Extract every line of the material that holds the string "sweet".
━━━━━━━━━━━━━━━━━━━━
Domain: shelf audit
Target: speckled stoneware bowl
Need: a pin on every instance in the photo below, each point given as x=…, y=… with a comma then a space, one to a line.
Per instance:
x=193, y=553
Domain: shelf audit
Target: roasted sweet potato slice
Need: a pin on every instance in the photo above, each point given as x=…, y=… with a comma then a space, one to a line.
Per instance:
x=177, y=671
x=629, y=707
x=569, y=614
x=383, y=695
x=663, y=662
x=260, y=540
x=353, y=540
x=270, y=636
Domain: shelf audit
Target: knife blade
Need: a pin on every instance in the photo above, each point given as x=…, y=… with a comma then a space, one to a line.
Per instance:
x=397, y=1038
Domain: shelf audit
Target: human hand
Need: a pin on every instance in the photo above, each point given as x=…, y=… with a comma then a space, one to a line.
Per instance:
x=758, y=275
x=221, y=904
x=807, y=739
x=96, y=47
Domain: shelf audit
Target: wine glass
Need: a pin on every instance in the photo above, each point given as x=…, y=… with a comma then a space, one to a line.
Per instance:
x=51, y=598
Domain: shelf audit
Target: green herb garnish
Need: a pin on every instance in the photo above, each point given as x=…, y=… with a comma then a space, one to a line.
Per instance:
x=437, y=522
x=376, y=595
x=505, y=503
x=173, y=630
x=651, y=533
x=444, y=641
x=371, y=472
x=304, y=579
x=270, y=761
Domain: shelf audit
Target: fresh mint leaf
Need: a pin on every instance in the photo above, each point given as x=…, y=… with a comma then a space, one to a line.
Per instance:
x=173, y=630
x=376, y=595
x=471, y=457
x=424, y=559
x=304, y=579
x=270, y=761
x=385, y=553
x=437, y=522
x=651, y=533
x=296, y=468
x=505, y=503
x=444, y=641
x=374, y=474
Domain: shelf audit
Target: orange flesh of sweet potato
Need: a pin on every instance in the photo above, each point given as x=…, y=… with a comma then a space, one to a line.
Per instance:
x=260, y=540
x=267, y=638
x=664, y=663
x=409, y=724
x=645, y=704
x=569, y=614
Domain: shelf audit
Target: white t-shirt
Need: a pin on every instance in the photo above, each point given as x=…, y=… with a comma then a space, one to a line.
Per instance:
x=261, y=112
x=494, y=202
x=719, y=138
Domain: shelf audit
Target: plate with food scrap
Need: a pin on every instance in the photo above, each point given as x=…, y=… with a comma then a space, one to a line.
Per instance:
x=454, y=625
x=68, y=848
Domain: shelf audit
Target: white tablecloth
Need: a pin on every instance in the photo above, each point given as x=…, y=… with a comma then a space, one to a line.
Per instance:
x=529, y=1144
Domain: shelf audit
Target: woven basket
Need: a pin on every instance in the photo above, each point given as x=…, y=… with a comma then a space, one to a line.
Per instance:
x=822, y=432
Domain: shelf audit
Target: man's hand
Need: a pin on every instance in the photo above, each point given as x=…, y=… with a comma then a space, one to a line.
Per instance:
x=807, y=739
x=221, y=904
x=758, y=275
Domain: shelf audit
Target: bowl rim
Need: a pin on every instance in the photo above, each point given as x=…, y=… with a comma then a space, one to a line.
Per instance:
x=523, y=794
━━━━━━━━━━━━━━━━━━━━
- _SOLUTION_
Target: roasted sweet potato slice
Target: orange flesh of sweet potato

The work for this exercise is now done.